Exercise: Gather every line from the rows below that contains the string "negative", treating uppercase and lowercase as different.

[[ Records provided open ]]

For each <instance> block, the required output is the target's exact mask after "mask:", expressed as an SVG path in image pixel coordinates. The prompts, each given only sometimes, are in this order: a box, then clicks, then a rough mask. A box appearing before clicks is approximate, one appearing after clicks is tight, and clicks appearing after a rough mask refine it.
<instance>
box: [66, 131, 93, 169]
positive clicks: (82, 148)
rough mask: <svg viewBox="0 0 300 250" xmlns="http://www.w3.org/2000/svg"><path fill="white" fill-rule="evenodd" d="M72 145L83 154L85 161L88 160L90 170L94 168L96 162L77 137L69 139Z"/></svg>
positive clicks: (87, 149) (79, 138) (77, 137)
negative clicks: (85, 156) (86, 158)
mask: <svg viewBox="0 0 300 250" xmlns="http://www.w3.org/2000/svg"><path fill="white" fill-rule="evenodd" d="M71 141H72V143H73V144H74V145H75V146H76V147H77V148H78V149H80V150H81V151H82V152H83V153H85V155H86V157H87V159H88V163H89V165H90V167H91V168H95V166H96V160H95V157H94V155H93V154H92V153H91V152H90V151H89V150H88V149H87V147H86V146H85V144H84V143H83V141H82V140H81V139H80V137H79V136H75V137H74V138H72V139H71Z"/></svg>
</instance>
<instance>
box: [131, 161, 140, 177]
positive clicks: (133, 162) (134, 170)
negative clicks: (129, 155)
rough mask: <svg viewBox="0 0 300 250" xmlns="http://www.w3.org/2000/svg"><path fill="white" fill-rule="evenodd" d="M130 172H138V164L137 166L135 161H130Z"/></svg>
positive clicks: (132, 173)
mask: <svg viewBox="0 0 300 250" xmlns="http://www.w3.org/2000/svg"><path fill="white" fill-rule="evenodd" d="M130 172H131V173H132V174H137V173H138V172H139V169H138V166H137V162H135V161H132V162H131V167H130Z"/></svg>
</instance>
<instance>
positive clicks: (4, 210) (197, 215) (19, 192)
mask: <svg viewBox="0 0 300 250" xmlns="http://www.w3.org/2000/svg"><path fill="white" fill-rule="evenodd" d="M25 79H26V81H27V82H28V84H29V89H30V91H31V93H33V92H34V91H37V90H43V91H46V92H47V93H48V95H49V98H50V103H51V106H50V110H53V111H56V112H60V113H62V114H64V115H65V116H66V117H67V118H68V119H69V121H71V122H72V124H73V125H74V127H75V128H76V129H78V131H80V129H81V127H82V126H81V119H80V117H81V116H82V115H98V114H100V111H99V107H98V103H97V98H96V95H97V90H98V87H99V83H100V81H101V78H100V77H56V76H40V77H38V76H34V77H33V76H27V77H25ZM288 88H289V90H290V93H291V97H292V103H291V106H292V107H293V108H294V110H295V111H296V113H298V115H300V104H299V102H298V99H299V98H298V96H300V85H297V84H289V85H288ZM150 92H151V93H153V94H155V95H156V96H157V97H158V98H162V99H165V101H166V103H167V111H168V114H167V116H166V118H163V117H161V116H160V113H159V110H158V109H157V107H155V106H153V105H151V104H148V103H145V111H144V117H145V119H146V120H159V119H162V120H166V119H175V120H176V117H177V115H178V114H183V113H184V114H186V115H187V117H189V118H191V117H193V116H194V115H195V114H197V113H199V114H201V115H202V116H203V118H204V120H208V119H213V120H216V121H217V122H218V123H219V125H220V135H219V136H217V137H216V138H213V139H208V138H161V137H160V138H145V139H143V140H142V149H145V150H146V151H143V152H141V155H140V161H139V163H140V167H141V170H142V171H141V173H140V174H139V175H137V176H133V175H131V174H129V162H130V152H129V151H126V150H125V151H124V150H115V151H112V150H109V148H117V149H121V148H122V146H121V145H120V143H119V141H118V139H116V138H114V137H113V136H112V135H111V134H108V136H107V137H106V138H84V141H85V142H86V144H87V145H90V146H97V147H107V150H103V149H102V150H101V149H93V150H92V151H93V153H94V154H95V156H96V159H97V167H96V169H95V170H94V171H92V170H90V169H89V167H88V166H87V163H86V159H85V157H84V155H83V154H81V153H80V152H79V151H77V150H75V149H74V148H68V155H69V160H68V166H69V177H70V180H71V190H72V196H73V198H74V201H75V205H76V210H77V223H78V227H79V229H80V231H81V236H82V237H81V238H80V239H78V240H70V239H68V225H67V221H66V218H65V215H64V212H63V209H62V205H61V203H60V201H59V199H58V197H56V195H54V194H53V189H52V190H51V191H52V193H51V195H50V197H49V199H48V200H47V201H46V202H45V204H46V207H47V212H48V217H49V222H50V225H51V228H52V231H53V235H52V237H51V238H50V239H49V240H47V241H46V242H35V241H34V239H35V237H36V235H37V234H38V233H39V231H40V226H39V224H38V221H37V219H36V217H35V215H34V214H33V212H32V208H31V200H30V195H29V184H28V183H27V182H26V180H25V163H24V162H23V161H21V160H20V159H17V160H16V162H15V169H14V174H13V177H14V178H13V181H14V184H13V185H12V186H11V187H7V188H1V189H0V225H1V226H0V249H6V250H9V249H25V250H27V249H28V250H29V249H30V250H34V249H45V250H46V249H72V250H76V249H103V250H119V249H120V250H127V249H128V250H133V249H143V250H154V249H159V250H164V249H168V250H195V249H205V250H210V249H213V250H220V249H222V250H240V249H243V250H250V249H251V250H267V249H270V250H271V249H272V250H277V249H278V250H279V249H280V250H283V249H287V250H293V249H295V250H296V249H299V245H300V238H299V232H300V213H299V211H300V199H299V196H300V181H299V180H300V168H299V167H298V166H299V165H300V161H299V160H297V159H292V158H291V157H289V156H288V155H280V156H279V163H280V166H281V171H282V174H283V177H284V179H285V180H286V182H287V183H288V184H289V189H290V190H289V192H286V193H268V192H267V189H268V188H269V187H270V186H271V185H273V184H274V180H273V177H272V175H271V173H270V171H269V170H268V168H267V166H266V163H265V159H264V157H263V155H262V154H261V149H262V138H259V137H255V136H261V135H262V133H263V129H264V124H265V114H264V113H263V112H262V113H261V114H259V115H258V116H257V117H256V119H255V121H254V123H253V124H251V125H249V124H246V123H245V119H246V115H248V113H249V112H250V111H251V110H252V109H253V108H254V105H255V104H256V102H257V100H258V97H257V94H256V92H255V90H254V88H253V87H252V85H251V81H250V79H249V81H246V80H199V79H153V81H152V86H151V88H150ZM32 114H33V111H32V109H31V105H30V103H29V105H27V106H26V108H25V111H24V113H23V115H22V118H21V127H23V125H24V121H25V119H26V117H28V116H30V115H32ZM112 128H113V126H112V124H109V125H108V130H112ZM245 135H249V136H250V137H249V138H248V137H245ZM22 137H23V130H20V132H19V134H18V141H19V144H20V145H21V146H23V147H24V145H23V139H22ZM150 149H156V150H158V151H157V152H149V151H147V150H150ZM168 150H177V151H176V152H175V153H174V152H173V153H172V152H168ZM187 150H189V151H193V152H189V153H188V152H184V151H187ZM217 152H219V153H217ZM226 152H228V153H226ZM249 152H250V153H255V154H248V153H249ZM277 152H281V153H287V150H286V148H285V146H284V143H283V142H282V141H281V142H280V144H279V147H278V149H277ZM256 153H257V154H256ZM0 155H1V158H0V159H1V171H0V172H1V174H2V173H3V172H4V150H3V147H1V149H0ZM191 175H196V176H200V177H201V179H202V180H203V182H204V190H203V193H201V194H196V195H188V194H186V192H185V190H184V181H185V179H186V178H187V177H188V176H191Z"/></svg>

[[ Records provided closed ]]

Response to this task:
negative clicks: (85, 156) (86, 158)
negative clicks: (129, 155)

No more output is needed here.